Tasks:
[A] According to the forum post on Cal football funding, what is the value of the new naming rights for the football field?
[B] Please write a continuation of the forum post on Cal football funding, beginning after its final sentence.

Document passage:
*** Block opens ***
There is a similar thread on the Insider board that has gone a remarkably different direction.
One hypothetical in this thread is we need to throw money at the football program. If it was simply that easy. For all the criticism leveled in this board at Knowlton, one is not his ability to fundraise and get money to the football program. There have been several large recent donations, another on the way, a substantial increase in the restricted football fund, the football field has new naming rights for over $17 million, and a decision that a good portion of the football revenue formally used to pay debt service is no longer required for that purpose. Sure there are teams in the SEC throwing around bigger coin, but Cal is playing programs in the Pac 12, and the Nevadas and the TCUs of the world, and if it purely a dollars game, it is not reflected in the team's record so far. Cal may evolving from doing more with less, to doing less with more if the season doesn't turn around for the Travers Family Director of Football and company.
Another is that somehow privates like Furd and SC lean on the faculty better than publics to pass on dumb players. I'm not sure how to even begin to address this notion when you talk about a school like Furd, where the average undergrad GPA is above 3.7, you are not allowed to get a D in a course, there is no academic attrition, and candidly, with close to 1 out of 7 undergrads being athletes, the school's reputation doesn't seem to be suffering. The least of USC's problems right now would be if student-athletes were getting preferential treatment. In any event, the top teams in the football in both divisions happen to be public schools. SC's program is grossly underperforming and Furd has been pretty mediocre as of late. This seems like whining, rather than a substantive argument.
*** Block closes ***
(Dataset entries)
*** Block opens ***
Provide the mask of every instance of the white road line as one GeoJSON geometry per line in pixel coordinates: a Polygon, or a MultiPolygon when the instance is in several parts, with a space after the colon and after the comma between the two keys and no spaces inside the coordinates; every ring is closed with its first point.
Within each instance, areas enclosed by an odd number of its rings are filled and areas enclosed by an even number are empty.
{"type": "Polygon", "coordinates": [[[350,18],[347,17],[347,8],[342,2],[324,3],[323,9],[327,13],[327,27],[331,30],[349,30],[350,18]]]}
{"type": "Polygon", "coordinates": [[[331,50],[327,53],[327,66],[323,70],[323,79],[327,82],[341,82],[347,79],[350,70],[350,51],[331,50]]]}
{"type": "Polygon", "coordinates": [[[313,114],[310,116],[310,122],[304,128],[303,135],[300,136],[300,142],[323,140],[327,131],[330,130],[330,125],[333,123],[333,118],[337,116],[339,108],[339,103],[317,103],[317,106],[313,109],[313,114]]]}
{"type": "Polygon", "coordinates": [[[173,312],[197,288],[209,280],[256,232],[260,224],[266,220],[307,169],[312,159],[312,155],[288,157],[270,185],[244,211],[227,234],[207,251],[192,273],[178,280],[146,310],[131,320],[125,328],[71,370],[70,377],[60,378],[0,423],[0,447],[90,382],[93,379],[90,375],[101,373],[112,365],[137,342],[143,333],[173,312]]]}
*** Block closes ***
Task-by-task outputs:
[A] Over $17 million.

[B]
But the OP makes some interesting points. You need a HOF QB. Maybe not all of that, but Furd's recent glory years came under two NFL QBs, Luck and Hogan. Oregon hit the playoffs with Mariota. Examine who was QB during USC's most recent Rose Bowl visits. Invest those bucks in a great QB coach and recruiter. Sounds a lot like a young Jeff Tedford
Another comment is that being mediocre doesn't cut it, and the better program pulls the plug quickly when the program underperforms. I'm not sure that aquatics really fits the definition of chaining coaches. Let's look at football. Helfrich was a great OC, an all around great guy, and with a great QB got his team to the NCAA championship game. But his last two years at Oregon his teams had some horrible games, and in has fourth and final season went 4-8, and was gone. Several coaches later, maybe Oregon has caught lighting in a bottle with Cristobal. Maybe. SC takes the same approach. They are a total sheet show, but at some point maybe they get it right. Don't hold your breath I'm not sure this strategy really works in Pac football. The top Pac coaches in everyone's polls are Whitt and Shaw, and they have had pretty mediocre results as of late. I don't see them getting fired.
Let's face it, without structural change the Pac is not going to compete win football on a national basis. Simply not sufficient talent being attracted, not to mention fan interest. What works elsewhere may not apply in the Pac conference. The strangeness of Pac football is the top Pac programs over the last 10 years are Oregon and Stanford, which could not be opposite in approach. I'm not sure what it is Cal needs to succeed, other than a NFL QB, but Cal probably should look at what Cal does well and try to exploit that. I think that was Wilcox's approach, but something may have been lost in the execution. We shall see.